━━━ 原始文档

鱼C论坛

 找回密码
 立即注册
查看: 142|回复: 1

gbdt模型训练遇到报错

[复制链接]
发表于 2024-10-22 00:31:18 | 显示全部楼层 |阅读模式

马上注册,结交更多好友,享用更多功能^_^

您需要 登录 才可以下载或查看,没有账号?立即注册

x
代码如下
#Gradient Boost Decision Tree GBDT
from sklearn.ensemble import GradientBoostingClassifier
from sklearn.model_selection import GridSearchCV
from sklearn.metrics import accuracy_score

gbc = GradientBoostingClassifier()
param_test = {'n_estimators': [50, 100], 
              'min_samples_split': [3, 4, 5, 6, 7],
              'max_depth': [3, 4, 5, 6]}
gbc_grid = GridSearchCV(gbc, param_test, cv=5, refit=True, verbose=1)
gbc_grid.fit(X_train,y_train)
train_score = gbc.score(X_train,y_train)
gbc_pre = gbc.predict(X_valid)
valid_score = accuracy_score(y_valid,gbc_pre)
print(valid_score)

报错如下
Fitting 5 folds for each of 40 candidates, totalling 200 fits
/opt/conda/lib/python3.10/site-packages/sklearn/base.py:432: UserWarning: X has feature names, but GradientBoostingClassifier was fitted without feature names
  warnings.warn(
---------------------------------------------------------------------------
NotFittedError                            Traceback (most recent call last)
Cell In[25], line 12
     10 gbc_grid = GridSearchCV(gbc, param_test, cv=5, refit=True, verbose=1)
     11 gbc_grid.fit(X_train,y_train)
---> 12 train_score = gbc.score(X_train,y_train)
     13 gbc_pre = gbc.predict(X_valid)
     14 valid_score = accuracy_score(y_valid,gbc_pre)

File /opt/conda/lib/python3.10/site-packages/sklearn/base.py:668, in ClassifierMixin.score(self, X, y, sample_weight)
    643 """
    644 Return the mean accuracy on the given test data and labels.
    645 
   (...)
    664     Mean accuracy of ``self.predict(X)`` w.r.t. `y`.
    665 """

━━━━━━
━━━ 所给资料

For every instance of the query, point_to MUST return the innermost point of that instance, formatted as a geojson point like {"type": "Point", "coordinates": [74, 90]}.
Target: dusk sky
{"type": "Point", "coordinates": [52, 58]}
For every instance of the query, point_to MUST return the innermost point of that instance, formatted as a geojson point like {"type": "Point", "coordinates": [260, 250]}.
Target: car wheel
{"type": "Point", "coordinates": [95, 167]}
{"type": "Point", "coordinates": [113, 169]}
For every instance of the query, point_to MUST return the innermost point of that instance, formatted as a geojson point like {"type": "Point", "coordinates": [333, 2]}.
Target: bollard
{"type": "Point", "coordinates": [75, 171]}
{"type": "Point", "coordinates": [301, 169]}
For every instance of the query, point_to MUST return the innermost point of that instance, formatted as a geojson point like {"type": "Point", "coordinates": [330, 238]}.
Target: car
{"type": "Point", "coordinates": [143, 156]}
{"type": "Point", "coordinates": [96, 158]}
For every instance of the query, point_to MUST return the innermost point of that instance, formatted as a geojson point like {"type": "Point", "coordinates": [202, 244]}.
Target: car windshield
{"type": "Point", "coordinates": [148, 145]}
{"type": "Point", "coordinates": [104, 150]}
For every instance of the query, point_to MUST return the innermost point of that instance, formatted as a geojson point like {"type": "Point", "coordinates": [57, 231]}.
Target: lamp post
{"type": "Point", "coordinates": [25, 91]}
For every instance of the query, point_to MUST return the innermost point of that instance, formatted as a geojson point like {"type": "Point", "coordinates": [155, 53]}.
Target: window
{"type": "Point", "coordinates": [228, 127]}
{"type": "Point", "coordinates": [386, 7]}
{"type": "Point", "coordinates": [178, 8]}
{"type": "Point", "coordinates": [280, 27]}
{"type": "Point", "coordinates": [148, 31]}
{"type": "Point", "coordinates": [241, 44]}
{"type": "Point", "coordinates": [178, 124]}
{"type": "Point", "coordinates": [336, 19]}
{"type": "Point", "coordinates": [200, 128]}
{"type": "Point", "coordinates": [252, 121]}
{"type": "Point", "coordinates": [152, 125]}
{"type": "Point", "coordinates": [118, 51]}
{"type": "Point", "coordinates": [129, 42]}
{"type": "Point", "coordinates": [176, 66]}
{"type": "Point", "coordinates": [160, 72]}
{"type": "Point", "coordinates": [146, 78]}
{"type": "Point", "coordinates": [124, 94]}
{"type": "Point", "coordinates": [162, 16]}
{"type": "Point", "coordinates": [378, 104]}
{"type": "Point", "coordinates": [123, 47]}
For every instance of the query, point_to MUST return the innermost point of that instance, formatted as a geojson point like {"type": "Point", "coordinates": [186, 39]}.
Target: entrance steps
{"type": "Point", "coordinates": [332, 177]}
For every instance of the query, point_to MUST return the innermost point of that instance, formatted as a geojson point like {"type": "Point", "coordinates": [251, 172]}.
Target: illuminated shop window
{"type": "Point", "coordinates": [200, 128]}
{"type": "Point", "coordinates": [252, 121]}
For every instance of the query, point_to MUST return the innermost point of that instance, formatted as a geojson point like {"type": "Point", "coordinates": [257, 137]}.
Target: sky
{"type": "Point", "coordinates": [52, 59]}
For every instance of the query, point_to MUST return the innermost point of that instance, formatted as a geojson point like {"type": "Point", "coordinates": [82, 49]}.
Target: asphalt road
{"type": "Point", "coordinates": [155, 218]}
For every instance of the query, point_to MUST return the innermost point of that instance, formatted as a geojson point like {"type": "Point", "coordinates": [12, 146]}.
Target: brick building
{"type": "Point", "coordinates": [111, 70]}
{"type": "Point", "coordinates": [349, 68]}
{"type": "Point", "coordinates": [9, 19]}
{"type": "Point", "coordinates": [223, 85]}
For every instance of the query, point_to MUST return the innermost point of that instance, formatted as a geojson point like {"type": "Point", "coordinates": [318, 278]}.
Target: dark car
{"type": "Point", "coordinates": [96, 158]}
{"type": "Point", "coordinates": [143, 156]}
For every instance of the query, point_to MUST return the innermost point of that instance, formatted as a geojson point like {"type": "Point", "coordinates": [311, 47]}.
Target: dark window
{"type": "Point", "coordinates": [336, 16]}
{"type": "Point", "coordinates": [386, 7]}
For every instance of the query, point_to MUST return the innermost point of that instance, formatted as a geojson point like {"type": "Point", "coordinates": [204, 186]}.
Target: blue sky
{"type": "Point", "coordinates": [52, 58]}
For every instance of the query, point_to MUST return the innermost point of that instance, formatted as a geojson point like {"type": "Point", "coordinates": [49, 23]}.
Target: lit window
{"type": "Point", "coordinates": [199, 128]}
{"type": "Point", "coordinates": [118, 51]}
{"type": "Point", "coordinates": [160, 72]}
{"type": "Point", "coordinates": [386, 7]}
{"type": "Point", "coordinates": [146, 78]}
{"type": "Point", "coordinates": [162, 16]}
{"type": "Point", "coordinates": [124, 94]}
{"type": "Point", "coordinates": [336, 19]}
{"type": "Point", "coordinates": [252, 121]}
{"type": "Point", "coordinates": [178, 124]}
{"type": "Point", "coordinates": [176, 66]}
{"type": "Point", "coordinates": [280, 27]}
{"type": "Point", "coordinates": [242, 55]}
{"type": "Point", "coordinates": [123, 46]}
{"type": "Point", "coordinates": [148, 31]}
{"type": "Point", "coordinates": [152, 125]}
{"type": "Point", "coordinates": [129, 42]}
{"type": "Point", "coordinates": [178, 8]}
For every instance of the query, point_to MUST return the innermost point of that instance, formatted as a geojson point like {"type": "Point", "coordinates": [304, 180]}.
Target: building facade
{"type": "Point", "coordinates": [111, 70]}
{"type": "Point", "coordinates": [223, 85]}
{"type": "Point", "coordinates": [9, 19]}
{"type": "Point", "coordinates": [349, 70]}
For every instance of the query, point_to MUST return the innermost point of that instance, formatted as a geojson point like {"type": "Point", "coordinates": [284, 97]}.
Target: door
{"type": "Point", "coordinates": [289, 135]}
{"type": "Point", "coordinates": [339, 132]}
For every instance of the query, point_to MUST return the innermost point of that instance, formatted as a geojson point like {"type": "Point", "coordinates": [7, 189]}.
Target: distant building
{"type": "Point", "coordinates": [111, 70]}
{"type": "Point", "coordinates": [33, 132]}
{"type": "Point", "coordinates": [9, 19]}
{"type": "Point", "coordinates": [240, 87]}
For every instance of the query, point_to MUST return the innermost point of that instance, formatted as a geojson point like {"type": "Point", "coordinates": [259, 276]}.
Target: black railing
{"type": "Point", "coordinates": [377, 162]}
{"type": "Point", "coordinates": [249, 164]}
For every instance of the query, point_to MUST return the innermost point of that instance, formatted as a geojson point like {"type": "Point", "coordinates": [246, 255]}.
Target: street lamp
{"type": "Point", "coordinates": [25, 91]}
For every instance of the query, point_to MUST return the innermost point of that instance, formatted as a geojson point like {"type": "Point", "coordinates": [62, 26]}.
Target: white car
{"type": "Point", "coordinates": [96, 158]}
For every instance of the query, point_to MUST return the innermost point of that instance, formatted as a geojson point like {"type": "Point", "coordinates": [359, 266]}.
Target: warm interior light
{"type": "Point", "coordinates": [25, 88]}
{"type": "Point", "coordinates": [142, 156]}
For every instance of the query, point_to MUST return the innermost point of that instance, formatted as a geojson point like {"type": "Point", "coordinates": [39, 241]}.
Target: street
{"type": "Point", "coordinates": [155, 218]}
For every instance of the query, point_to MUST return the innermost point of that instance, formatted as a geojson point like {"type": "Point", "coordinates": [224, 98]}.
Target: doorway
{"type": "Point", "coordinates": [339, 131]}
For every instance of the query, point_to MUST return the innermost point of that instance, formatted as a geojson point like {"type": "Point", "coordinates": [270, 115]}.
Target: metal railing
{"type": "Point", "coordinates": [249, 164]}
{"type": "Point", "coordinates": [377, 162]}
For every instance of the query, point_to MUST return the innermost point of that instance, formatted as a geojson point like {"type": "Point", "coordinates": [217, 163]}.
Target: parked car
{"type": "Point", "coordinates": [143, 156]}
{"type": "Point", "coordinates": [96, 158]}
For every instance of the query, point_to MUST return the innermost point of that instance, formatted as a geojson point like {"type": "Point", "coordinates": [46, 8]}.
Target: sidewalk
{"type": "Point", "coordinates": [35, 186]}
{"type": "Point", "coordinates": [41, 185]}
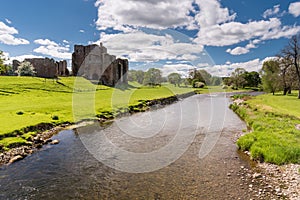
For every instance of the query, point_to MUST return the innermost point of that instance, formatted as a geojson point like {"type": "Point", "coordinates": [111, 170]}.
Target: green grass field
{"type": "Point", "coordinates": [274, 138]}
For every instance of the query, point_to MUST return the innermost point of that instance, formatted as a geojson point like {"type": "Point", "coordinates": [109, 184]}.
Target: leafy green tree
{"type": "Point", "coordinates": [292, 51]}
{"type": "Point", "coordinates": [200, 76]}
{"type": "Point", "coordinates": [152, 77]}
{"type": "Point", "coordinates": [26, 69]}
{"type": "Point", "coordinates": [140, 76]}
{"type": "Point", "coordinates": [174, 78]}
{"type": "Point", "coordinates": [215, 80]}
{"type": "Point", "coordinates": [237, 77]}
{"type": "Point", "coordinates": [271, 76]}
{"type": "Point", "coordinates": [252, 79]}
{"type": "Point", "coordinates": [131, 76]}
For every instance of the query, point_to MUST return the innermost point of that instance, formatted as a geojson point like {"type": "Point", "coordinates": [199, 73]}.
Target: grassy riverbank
{"type": "Point", "coordinates": [273, 119]}
{"type": "Point", "coordinates": [29, 101]}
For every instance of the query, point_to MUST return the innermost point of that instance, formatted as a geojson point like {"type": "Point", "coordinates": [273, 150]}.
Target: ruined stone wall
{"type": "Point", "coordinates": [16, 64]}
{"type": "Point", "coordinates": [62, 69]}
{"type": "Point", "coordinates": [44, 67]}
{"type": "Point", "coordinates": [94, 63]}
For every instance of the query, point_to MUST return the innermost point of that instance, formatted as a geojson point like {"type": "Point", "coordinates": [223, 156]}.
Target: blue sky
{"type": "Point", "coordinates": [175, 35]}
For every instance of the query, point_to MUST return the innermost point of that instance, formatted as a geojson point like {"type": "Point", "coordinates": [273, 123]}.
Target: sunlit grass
{"type": "Point", "coordinates": [274, 138]}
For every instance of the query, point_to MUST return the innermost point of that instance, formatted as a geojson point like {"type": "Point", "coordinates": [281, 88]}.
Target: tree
{"type": "Point", "coordinates": [131, 76]}
{"type": "Point", "coordinates": [174, 78]}
{"type": "Point", "coordinates": [216, 81]}
{"type": "Point", "coordinates": [292, 51]}
{"type": "Point", "coordinates": [285, 65]}
{"type": "Point", "coordinates": [2, 65]}
{"type": "Point", "coordinates": [140, 76]}
{"type": "Point", "coordinates": [152, 77]}
{"type": "Point", "coordinates": [26, 69]}
{"type": "Point", "coordinates": [271, 76]}
{"type": "Point", "coordinates": [199, 76]}
{"type": "Point", "coordinates": [252, 79]}
{"type": "Point", "coordinates": [237, 77]}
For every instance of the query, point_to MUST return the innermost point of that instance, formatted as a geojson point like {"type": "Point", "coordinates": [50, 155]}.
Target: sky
{"type": "Point", "coordinates": [173, 35]}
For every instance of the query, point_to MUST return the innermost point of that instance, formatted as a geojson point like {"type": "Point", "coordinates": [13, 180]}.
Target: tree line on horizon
{"type": "Point", "coordinates": [283, 72]}
{"type": "Point", "coordinates": [278, 74]}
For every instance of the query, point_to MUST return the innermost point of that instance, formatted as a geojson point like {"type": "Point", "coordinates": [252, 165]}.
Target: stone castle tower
{"type": "Point", "coordinates": [94, 63]}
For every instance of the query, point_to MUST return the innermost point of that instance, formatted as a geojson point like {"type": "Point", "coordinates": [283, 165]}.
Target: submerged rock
{"type": "Point", "coordinates": [16, 158]}
{"type": "Point", "coordinates": [54, 142]}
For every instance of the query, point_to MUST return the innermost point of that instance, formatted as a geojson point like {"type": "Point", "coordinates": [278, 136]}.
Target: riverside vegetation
{"type": "Point", "coordinates": [30, 105]}
{"type": "Point", "coordinates": [275, 127]}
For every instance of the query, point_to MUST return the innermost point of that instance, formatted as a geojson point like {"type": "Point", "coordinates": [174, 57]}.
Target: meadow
{"type": "Point", "coordinates": [273, 119]}
{"type": "Point", "coordinates": [29, 101]}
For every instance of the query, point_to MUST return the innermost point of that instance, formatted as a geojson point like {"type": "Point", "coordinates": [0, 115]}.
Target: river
{"type": "Point", "coordinates": [181, 151]}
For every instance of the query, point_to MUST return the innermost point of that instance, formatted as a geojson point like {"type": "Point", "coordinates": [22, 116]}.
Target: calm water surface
{"type": "Point", "coordinates": [200, 153]}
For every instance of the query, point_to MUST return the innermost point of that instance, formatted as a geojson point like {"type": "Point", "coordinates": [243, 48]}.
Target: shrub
{"type": "Point", "coordinates": [198, 84]}
{"type": "Point", "coordinates": [20, 113]}
{"type": "Point", "coordinates": [55, 117]}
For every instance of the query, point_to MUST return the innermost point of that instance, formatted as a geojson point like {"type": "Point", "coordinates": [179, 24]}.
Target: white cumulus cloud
{"type": "Point", "coordinates": [51, 48]}
{"type": "Point", "coordinates": [143, 47]}
{"type": "Point", "coordinates": [7, 35]}
{"type": "Point", "coordinates": [270, 12]}
{"type": "Point", "coordinates": [125, 15]}
{"type": "Point", "coordinates": [294, 9]}
{"type": "Point", "coordinates": [234, 32]}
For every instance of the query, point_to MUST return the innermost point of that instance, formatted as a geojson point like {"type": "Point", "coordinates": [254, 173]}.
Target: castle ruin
{"type": "Point", "coordinates": [45, 67]}
{"type": "Point", "coordinates": [94, 63]}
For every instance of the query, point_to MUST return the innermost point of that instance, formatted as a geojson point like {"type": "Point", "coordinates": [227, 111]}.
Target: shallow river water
{"type": "Point", "coordinates": [182, 151]}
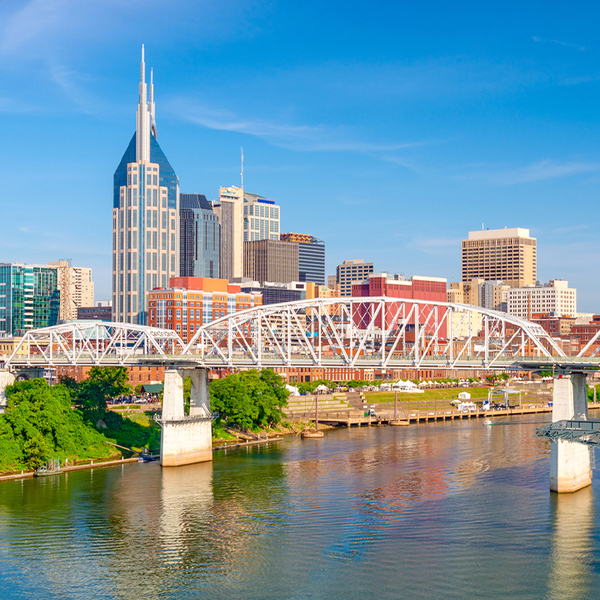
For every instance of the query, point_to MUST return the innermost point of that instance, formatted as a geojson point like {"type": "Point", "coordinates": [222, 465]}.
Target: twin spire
{"type": "Point", "coordinates": [145, 116]}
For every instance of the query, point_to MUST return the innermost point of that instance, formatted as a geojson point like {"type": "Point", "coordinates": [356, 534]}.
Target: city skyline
{"type": "Point", "coordinates": [400, 144]}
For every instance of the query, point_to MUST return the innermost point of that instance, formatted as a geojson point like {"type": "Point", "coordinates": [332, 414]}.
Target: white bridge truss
{"type": "Point", "coordinates": [85, 343]}
{"type": "Point", "coordinates": [369, 332]}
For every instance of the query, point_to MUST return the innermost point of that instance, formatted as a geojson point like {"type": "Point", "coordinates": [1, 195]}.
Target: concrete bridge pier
{"type": "Point", "coordinates": [570, 462]}
{"type": "Point", "coordinates": [6, 378]}
{"type": "Point", "coordinates": [185, 439]}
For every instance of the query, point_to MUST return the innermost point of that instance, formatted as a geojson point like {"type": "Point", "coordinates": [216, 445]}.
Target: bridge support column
{"type": "Point", "coordinates": [6, 378]}
{"type": "Point", "coordinates": [570, 462]}
{"type": "Point", "coordinates": [199, 397]}
{"type": "Point", "coordinates": [185, 439]}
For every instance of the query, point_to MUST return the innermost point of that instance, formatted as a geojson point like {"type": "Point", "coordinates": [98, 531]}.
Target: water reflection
{"type": "Point", "coordinates": [453, 511]}
{"type": "Point", "coordinates": [572, 556]}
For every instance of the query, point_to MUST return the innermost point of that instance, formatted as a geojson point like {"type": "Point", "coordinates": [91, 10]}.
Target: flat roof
{"type": "Point", "coordinates": [489, 234]}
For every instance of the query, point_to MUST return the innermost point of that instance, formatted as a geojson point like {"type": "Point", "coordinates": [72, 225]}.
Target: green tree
{"type": "Point", "coordinates": [249, 399]}
{"type": "Point", "coordinates": [101, 383]}
{"type": "Point", "coordinates": [40, 424]}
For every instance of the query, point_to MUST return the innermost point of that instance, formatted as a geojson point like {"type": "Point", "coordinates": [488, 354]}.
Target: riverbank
{"type": "Point", "coordinates": [82, 467]}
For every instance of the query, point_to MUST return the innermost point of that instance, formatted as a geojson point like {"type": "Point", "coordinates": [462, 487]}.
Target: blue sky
{"type": "Point", "coordinates": [387, 129]}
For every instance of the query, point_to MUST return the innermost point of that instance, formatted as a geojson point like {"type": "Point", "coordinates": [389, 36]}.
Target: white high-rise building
{"type": "Point", "coordinates": [145, 216]}
{"type": "Point", "coordinates": [244, 217]}
{"type": "Point", "coordinates": [555, 298]}
{"type": "Point", "coordinates": [75, 286]}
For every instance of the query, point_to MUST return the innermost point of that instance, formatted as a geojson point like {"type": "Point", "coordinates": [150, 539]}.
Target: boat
{"type": "Point", "coordinates": [145, 456]}
{"type": "Point", "coordinates": [51, 468]}
{"type": "Point", "coordinates": [311, 434]}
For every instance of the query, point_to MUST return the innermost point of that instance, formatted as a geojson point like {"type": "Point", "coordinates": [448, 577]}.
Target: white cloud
{"type": "Point", "coordinates": [315, 138]}
{"type": "Point", "coordinates": [540, 40]}
{"type": "Point", "coordinates": [539, 171]}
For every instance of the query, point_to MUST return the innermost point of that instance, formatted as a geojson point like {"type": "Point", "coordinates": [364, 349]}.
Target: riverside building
{"type": "Point", "coordinates": [244, 217]}
{"type": "Point", "coordinates": [507, 255]}
{"type": "Point", "coordinates": [349, 271]}
{"type": "Point", "coordinates": [555, 298]}
{"type": "Point", "coordinates": [311, 256]}
{"type": "Point", "coordinates": [190, 302]}
{"type": "Point", "coordinates": [145, 244]}
{"type": "Point", "coordinates": [199, 237]}
{"type": "Point", "coordinates": [29, 298]}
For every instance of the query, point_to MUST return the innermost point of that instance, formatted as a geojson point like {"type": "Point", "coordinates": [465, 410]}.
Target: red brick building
{"type": "Point", "coordinates": [190, 302]}
{"type": "Point", "coordinates": [418, 288]}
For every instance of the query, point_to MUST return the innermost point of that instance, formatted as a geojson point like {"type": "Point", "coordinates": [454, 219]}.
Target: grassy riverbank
{"type": "Point", "coordinates": [436, 397]}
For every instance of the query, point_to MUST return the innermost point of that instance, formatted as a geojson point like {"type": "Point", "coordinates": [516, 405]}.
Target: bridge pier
{"type": "Point", "coordinates": [569, 461]}
{"type": "Point", "coordinates": [6, 378]}
{"type": "Point", "coordinates": [185, 439]}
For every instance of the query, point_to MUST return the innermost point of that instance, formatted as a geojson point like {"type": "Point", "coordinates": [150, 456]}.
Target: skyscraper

━━━━━━

> **任务说明**:
a. 原帖的参数网格中，max_depth 的候选取值有哪些？
b. 请将原帖中从“11 gbc_grid.fit(X_train,y_train)”到“X, y, sample_weight)”的部分逐字重新给出。
这些条目与原帖内容并无关联。

> **参考答案**:
a. 3、4、5、6。

b.
11 gbc_grid.fit(X_train,y_train)
---> 12 train_score = gbc.score(X_train,y_train)
     13 gbc_pre = gbc.predict(X_valid)
     14 valid_score = accuracy_score(y_valid,gbc_pre)

File /opt/conda/lib/python3.10/site-packages/sklearn/base.py:668, in ClassifierMixin.score(self, X, y, sample_weight)